### Exercise
Under this task are some entries; return every one of them exactly.

### Data items
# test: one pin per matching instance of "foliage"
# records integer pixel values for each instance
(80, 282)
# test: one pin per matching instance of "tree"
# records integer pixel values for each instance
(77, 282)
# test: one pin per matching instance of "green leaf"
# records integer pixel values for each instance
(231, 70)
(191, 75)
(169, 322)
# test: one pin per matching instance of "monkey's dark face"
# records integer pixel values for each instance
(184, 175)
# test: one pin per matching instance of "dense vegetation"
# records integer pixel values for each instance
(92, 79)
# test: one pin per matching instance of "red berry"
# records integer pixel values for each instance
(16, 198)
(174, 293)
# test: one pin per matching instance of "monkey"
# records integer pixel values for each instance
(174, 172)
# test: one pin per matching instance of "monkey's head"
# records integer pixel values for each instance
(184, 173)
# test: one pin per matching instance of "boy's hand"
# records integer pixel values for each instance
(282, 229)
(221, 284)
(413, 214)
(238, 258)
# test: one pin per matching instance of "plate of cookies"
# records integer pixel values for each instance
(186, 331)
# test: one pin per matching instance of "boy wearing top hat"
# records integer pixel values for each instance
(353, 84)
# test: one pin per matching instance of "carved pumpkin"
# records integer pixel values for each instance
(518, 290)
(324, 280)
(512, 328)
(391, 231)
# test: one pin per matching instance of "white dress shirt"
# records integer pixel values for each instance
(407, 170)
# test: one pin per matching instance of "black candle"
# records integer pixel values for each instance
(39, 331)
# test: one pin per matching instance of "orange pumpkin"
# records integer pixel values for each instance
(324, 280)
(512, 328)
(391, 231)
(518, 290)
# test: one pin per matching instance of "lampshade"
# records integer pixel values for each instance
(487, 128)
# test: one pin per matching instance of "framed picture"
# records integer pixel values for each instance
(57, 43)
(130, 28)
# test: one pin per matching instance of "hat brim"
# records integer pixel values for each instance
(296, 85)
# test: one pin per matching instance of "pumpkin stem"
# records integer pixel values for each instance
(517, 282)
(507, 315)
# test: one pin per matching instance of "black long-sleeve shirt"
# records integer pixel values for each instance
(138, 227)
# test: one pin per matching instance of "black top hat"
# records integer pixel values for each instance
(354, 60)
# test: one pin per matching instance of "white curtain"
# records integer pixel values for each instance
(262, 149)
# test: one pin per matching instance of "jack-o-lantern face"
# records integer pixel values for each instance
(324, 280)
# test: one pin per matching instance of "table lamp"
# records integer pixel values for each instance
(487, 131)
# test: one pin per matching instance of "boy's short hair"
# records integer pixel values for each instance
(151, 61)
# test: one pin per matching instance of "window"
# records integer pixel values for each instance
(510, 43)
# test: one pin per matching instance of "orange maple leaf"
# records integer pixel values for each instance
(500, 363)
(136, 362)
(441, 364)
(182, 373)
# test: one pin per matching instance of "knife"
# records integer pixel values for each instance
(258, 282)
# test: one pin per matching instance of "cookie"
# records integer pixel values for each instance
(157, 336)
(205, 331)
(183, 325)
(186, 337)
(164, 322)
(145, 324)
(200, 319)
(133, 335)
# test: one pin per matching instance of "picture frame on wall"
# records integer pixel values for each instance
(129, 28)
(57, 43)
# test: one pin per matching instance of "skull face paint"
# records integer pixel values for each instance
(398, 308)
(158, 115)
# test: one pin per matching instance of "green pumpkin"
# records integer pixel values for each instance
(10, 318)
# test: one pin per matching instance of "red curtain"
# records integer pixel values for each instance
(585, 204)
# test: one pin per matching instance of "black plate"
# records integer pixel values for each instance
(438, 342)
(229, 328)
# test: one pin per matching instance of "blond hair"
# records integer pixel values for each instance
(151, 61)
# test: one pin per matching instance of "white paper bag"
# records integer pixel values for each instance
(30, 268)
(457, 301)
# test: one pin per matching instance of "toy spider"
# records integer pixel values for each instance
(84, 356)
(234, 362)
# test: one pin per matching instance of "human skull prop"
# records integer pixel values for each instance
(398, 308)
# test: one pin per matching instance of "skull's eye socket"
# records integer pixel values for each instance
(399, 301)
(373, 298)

### Task solution
# test: one pin per matching instance of "foliage"
# records integer pixel values for each instance
(80, 282)
# test: one pin per matching instance of "tree"
# records integer pixel values for each instance
(77, 282)
# test: one pin per matching instance of "green leaf"
# records integer pixel values for each instance
(231, 70)
(191, 75)
(169, 322)
# test: one pin per matching instance of "monkey's dark face"
# records integer pixel values for each instance
(184, 175)
# test: one pin per matching instance of "dense vegetation"
# records integer pixel values for each instance
(92, 79)
# test: one pin per matching instance of "red berry"
# records integer pixel values for each instance
(16, 198)
(174, 293)
# test: one pin per matching instance of "monkey"
# records integer pixel values for each instance
(174, 172)
# test: one pin per matching instance of "monkey's head"
# records integer pixel values for each instance
(184, 173)
# test: one pin per matching instance of "boy's hand"
# records integer pixel values for each instance
(282, 229)
(221, 284)
(413, 214)
(238, 258)
# test: one pin per matching instance of "plate of cookies"
# records integer pixel values for each instance
(186, 331)
# test: one pin per matching instance of "boy wearing top hat"
# records integer pixel values for each instance
(353, 84)
# test: one pin per matching instance of "carved pumpkin"
# records integer pixel values for each instance
(518, 290)
(324, 280)
(512, 328)
(391, 231)
# test: one pin per matching instance of "white dress shirt"
# records integer pixel values for each instance
(407, 170)
# test: one pin per matching instance of "black candle"
# records integer pixel values for each instance
(39, 331)
# test: one pin per matching instance of "orange pumpkin"
# records integer pixel values for each instance
(324, 280)
(512, 328)
(391, 231)
(518, 290)
# test: one pin per matching instance of "lampshade"
# records integer pixel values for each instance
(487, 128)
# test: one pin per matching instance of "framed picture"
# records integer pixel values for each instance
(57, 43)
(130, 28)
# test: one pin per matching instance of "hat brim"
# records integer pixel values for each instance
(296, 85)
# test: one pin per matching instance of "pumpkin stem"
# records integer pixel values for each instance
(517, 282)
(507, 315)
# test: one pin per matching instance of "black long-sleeve shirt"
# records integer pixel values for each instance
(138, 227)
# test: one pin per matching instance of "black top hat"
# records integer pixel values for each instance
(354, 60)
# test: one pin per matching instance of "white curtain"
# records integer pixel values for each instance
(262, 149)
# test: one pin per matching instance of "jack-o-lantern face"
# records integer pixel values for each instance
(324, 280)
# test: one pin per matching instance of "table lamp"
# records integer pixel values for each instance
(487, 131)
# test: one pin per matching instance of "boy's short hair"
# records integer pixel values for each instance
(151, 61)
# test: one pin per matching instance of "window"
# records integer pixel values for each instance
(510, 43)
# test: one pin per matching instance of "orange maple leaf"
# records integer pixel values for each instance
(500, 363)
(136, 362)
(441, 364)
(182, 373)
# test: one pin per matching instance of "knife"
# records integer pixel values for each instance
(258, 282)
# test: one pin per matching instance of "cookie"
# records integer pixel values for each instance
(157, 336)
(205, 331)
(183, 325)
(186, 337)
(164, 322)
(145, 324)
(200, 319)
(133, 335)
# test: one pin per matching instance of "picture frame on wall"
# records integer pixel values for each instance
(129, 28)
(57, 43)
# test: one pin per matching instance of "skull face paint"
# records integer pixel values for each instance
(398, 308)
(158, 115)
# test: one pin per matching instance of "green pumpkin"
# records integer pixel values for each instance
(10, 318)
# test: one pin per matching instance of "red curtain"
# records integer pixel values for each instance
(585, 204)
# test: one pin per matching instance of "black plate"
# records integer pixel values for each instance
(438, 342)
(229, 328)
# test: one pin per matching instance of "blond hair"
# records integer pixel values for each instance
(151, 61)
# test: one pin per matching instance of "white paper bag"
# records integer pixel values for each instance
(30, 268)
(457, 301)
# test: one pin per matching instance of "toy spider"
# records integer pixel values for each instance
(84, 356)
(234, 362)
# test: one pin per matching instance of "human skull prop"
# records integer pixel values for each instance
(398, 308)
# test: one pin per matching instance of "skull's eye socket"
# records integer pixel values for each instance
(399, 301)
(373, 298)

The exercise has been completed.